#### WORK TO COMPLETE
Copy the listing below word for word, starting at the line with "Could you please point out the statue's crown" and continuing through its last line, both ends included.

#### INFORMATION SHOWN
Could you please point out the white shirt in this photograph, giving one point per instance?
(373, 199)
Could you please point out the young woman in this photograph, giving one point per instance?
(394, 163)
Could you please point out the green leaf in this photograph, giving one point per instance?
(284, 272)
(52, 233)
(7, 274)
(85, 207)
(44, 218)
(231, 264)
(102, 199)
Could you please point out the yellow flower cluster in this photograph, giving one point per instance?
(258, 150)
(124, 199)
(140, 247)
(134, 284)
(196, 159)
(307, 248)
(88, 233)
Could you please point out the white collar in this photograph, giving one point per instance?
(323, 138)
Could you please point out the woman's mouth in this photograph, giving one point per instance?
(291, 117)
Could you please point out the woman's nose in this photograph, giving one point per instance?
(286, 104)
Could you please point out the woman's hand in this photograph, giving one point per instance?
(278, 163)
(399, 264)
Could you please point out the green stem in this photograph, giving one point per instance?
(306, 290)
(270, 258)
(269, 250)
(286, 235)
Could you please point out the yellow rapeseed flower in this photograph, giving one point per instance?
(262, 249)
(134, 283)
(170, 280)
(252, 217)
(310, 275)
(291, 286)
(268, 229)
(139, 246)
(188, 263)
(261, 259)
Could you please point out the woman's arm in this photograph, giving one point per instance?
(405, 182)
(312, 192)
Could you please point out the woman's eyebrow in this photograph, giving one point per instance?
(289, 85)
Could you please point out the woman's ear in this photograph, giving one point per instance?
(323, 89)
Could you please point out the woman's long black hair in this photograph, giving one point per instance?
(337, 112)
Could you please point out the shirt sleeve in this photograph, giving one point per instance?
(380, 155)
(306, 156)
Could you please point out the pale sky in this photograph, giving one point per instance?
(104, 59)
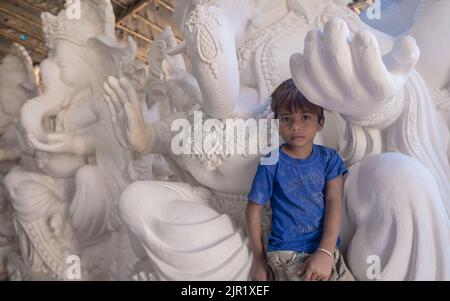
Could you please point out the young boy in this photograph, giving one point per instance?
(305, 189)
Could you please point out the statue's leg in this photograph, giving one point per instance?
(41, 222)
(8, 241)
(181, 235)
(395, 223)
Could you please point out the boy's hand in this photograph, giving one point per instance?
(317, 267)
(261, 270)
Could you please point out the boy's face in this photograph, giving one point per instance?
(299, 128)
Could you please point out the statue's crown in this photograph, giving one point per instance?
(79, 21)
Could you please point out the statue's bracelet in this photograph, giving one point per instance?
(325, 251)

#### RESULT FOR THIS TASK
Could you please point out the statue's crown in this photograph, giving one point per instance?
(79, 21)
Could you please point out the statue's bracelet in this photograph, giving one point per instance?
(325, 251)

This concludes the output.